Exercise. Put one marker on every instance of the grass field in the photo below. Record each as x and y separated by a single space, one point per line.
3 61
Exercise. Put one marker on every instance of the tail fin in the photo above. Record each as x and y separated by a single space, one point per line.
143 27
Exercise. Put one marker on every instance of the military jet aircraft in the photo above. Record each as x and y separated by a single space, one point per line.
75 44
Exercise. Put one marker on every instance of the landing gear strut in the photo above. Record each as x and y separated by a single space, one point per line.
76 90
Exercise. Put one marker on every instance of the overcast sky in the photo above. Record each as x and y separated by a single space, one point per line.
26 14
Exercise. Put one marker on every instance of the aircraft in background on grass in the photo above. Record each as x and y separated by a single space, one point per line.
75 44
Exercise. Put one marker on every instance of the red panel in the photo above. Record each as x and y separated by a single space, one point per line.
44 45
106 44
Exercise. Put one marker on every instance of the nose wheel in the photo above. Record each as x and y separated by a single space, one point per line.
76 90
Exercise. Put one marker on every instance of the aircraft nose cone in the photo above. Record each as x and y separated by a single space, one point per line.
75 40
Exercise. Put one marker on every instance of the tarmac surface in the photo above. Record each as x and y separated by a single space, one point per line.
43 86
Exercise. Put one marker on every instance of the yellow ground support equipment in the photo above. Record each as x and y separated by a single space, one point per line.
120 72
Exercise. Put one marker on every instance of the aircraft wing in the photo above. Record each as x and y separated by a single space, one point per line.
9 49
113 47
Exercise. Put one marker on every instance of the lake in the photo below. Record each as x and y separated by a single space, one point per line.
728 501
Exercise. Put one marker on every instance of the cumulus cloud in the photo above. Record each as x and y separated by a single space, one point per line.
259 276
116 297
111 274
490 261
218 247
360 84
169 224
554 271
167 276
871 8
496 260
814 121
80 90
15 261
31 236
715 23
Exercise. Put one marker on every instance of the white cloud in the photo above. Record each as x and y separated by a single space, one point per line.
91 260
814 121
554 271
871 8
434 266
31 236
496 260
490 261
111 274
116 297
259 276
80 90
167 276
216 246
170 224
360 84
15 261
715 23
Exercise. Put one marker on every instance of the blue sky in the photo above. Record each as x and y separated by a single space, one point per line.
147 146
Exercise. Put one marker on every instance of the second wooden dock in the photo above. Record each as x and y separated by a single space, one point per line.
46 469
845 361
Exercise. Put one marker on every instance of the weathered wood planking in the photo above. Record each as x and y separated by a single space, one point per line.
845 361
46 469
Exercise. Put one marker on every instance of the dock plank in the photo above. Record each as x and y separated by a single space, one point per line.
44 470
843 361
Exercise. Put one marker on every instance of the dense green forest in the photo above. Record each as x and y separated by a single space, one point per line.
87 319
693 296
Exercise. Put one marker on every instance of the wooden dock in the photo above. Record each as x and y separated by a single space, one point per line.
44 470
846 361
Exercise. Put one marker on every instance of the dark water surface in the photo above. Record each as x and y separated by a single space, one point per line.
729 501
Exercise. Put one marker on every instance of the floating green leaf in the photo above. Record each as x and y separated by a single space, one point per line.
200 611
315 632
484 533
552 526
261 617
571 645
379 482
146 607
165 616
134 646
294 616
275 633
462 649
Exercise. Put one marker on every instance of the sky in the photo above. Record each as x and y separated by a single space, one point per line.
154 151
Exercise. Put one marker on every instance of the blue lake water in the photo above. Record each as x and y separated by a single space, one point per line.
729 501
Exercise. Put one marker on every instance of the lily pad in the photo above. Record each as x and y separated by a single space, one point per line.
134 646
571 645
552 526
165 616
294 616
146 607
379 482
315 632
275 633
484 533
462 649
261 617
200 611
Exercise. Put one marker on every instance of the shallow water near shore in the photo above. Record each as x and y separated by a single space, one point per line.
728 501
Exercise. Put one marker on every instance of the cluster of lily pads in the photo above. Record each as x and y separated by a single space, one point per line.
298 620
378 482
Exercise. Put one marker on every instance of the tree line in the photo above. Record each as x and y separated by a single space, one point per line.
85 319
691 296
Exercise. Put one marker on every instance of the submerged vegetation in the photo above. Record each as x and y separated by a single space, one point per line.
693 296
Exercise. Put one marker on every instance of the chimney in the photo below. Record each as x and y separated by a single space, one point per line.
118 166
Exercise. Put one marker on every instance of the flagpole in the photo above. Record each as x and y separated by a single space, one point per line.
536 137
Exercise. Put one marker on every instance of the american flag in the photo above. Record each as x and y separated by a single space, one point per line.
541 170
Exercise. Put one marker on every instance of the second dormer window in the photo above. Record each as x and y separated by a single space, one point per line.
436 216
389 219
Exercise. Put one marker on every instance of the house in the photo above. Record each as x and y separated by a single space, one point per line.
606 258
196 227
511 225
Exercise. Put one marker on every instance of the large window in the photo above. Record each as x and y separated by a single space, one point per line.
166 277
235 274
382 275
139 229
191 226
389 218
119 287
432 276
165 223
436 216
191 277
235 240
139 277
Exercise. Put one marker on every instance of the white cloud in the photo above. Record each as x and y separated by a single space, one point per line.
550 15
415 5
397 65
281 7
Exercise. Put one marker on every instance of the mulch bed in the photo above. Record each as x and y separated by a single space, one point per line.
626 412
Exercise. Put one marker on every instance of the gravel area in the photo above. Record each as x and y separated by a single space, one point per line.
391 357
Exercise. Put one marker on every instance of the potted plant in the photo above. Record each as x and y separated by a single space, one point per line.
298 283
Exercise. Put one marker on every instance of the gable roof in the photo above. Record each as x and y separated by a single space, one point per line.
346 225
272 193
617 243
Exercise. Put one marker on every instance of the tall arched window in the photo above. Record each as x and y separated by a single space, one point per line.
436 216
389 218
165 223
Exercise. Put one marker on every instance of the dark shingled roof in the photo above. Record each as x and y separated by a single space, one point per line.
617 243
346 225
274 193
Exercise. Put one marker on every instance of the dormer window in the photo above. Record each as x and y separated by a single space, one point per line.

PROBLEM STATEMENT:
In this exercise, reproduce the material word for word, in full.

RESPONSE AREA:
Exercise. Put one marker on every instance of the grass field in the photo below. Record each as x and y separated by a single space, one point per line.
3 61
Exercise. Put one marker on every instance of the tail fin in the photo above. Record each as x and y separated by a single space, one point per line.
143 27
Exercise. Put one marker on every instance of the military jet aircraft in the photo above. Record each as x and y separated by a single space, one point per line.
75 44
Exercise. Put one marker on every instance of the landing gear strut in the photo above. Record each as x and y separated by a single space, one point per line.
76 90
Exercise. Put one marker on every instance of the overcast sky in the photo above. Record each as x and y separated by a single space, one point per line.
26 14
Exercise. Put one marker on every instance of the aircraft in background on grass in the photo above. Record each as x and y separated by a single space, one point per line.
75 44
Exercise. Put one marker on every instance of the red panel in the photo above. Record each as x and y separated by a single space, one point per line.
44 45
106 44
Exercise. Put one marker on every instance of the nose wheel in the photo above. Record each as x and y separated by a single space, one point per line.
76 90
Exercise. Put one marker on every instance of the aircraft nose cone in the photo above. Record each as x and y separated by a single space, one point per line.
75 40
Exercise. Put one marker on every instance of the tarmac surface in the photo above. Record each as x and y separated by a single space, one point per line.
43 86
Exercise. Put one marker on every instance of the yellow ground support equipment in the photo above. Record each as x and y separated by a single space, one point per line.
120 72
Exercise. Put one marker on every instance of the aircraft wing in the photo above. Record each as x and y separated by a single space, one point per line.
9 49
113 47
Exercise. Put one marker on every instance of the lake in the photo below. Record each as x and y separated by a single space, one point per line.
728 501
Exercise. Put one marker on every instance of the cumulus cloud in the photo above. Record each as x and y separated by a single space, one point per line.
259 276
116 297
111 274
490 261
218 247
360 84
169 224
554 271
167 276
871 8
496 260
814 121
80 90
15 261
31 236
715 23
Exercise. Put one marker on every instance of the white cloud in the photo above. Record each as x and y separated by a single space, one point per line.
91 260
814 121
554 271
871 8
434 266
31 236
496 260
490 261
111 274
116 297
259 276
80 90
167 276
216 246
170 224
360 84
15 261
715 23
Exercise. Put one marker on every instance of the blue sky in the photo above. Record each as x and y separated by a single space, one point per line.
147 146
Exercise. Put one marker on every instance of the second wooden dock in the photo above. Record each as x and y separated by a single space, one point per line.
46 469
845 361
Exercise. Put one marker on every instance of the weathered wood planking in the photo above. Record each as x and y separated by a single space, one point per line.
845 361
46 469
Exercise. Put one marker on every instance of the dock plank in the photo above. Record each as x and y separated by a single space, one point per line.
44 470
843 361
Exercise. Put one marker on every instance of the dense green forest in the photo above. Record each as x and y separated by a single space, one point per line.
87 319
693 296
Exercise. Put one marker on every instance of the wooden dock in the photo above. Record each as x and y separated by a single space, one point per line.
44 470
846 361
Exercise. Put one marker on every instance of the dark water surface in the photo above. Record each as x and y separated by a single space, one point per line.
729 501
Exercise. Put one marker on every instance of the floating green leaf in the photo above. Record each as x and y separated by a single space, one point per line.
200 611
315 632
484 533
552 526
261 617
571 645
379 482
146 607
165 616
134 646
294 616
275 633
462 649
Exercise. Put one marker on every instance of the sky in the photo above. Record each as x and y separated by a single space, one point per line.
154 151
Exercise. Put one marker on every instance of the blue lake water in the photo above. Record each as x and y separated by a single space, one point per line.
729 501
Exercise. Put one marker on every instance of the lily pad in the photo above. Record each as x and y separated by a single space, one point per line.
134 646
571 645
552 526
165 616
294 616
146 607
379 482
315 632
275 633
484 533
462 649
261 617
200 611
Exercise. Put one marker on every instance of the shallow water near shore in the photo above. Record each as x and y separated by a single space, one point per line.
728 501
Exercise. Put one marker on every instance of the cluster of lily pads in the photo above. Record each as x and y separated by a single space, one point per line.
298 620
378 482
Exercise. Put one marker on every instance of the tree line in the photo above. Record each as x and y separated by a single space, one point per line.
85 319
691 296
Exercise. Put one marker on every instance of the submerged vegetation in the photo above. Record each as x and y separated by a single space, one point per line.
693 296
Exercise. Put one marker on every instance of the chimney in the photo below. Record each as x and y separated by a single space, one point per line.
118 166
Exercise. Put one marker on every instance of the flagpole in the photo above. Record each as x and y separated by a single space, one point per line.
536 137
Exercise. Put one marker on every instance of the american flag in the photo above. Record each as x and y separated by a single space, one point per line.
541 170
Exercise. Put one marker on every instance of the second dormer window in the photo above. Record each as x and y separated by a single space, one point per line.
436 216
389 219
Exercise. Put one marker on every instance of the house in the photo above. Record each as x and y separated by a single space, one point per line.
606 258
196 227
511 225
Exercise. Put one marker on every instance of the large window in the photo above. Record each as x and y separated by a single space, one point per line.
166 277
235 274
382 275
139 229
191 226
389 218
119 287
432 276
165 223
436 216
191 277
235 240
139 277
Exercise. Put one marker on every instance of the white cloud in the photo above. Record each as x and y separated by a single space, one point per line.
550 15
415 5
397 65
281 7
Exercise. Put one marker on every instance of the mulch bed in the photo above. Record each as x and y separated by a single space, one point per line.
626 412
Exercise. Put one marker on every instance of the gravel area in the photo above. Record each as x and y separated by a single space, one point per line.
391 357
Exercise. Put one marker on every instance of the potted plant in the photo above. Record each as x and y separated by a single space, one point per line.
298 283
Exercise. Put one marker on every instance of the gable roof in the photo above. Record each as x and y separated by a single space, one point per line.
346 225
272 193
617 243
Exercise. Put one marker on every instance of the tall arched window in the photo above. Record each as x and y separated by a single space, one point per line.
436 216
389 218
165 223
Exercise. Put one marker on every instance of the dark shingled roof in the photo above. Record each as x and y separated by a single space, one point per line.
617 243
346 225
274 193
Exercise. Put one marker on every instance of the dormer window in the photo above. Record each as x and y separated by a single space, one point per line.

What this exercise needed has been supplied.